Written exercise:
Transcribe all the records exactly and omit any images they hold.

Records:

◆ ◆ ◆ ◆ ◆ ◆ ◆

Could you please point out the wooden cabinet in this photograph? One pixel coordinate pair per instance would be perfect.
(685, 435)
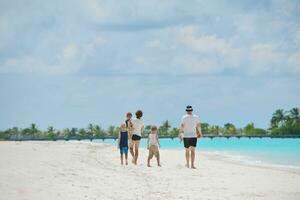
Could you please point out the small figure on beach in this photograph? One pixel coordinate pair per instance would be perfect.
(129, 127)
(153, 145)
(123, 143)
(138, 127)
(190, 126)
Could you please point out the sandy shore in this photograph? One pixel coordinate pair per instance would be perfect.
(79, 170)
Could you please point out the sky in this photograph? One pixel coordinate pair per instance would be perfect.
(71, 63)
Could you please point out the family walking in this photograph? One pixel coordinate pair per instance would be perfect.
(131, 133)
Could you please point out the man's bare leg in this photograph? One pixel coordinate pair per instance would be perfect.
(187, 157)
(126, 159)
(121, 159)
(131, 150)
(192, 157)
(136, 150)
(158, 160)
(148, 161)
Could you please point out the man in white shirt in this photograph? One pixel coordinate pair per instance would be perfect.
(190, 124)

◆ ◆ ◆ ◆ ◆ ◆ ◆

Exercise response:
Could you please point out the wooden cabinet in this photograph? One pixel coordinate pair per instance would be perfect.
(685, 435)
Could you please point out the small figure on beach in this photograph? One pixel coordinate pair per instance would be perfect.
(129, 127)
(153, 145)
(123, 143)
(138, 127)
(190, 126)
Could you please point out the sandy shore in this photograph? One pixel coordinate pair per instance would be perfect.
(79, 170)
Could you please point out the sky in this photograph? One pixel coordinate pair per instance would be perfect.
(71, 63)
Could you please point out the family walking in this photograph? One pixel coordinate pair per instance would be perfect.
(131, 133)
Could you please point out the man's bare leg in this photograph? One pixel coordinate pair per instance would be perfect.
(187, 157)
(126, 159)
(121, 159)
(131, 150)
(192, 157)
(136, 150)
(158, 160)
(148, 161)
Could you please point out the man in white shirt in this photograph? One pixel coordinate pair per instance would be perfect.
(190, 124)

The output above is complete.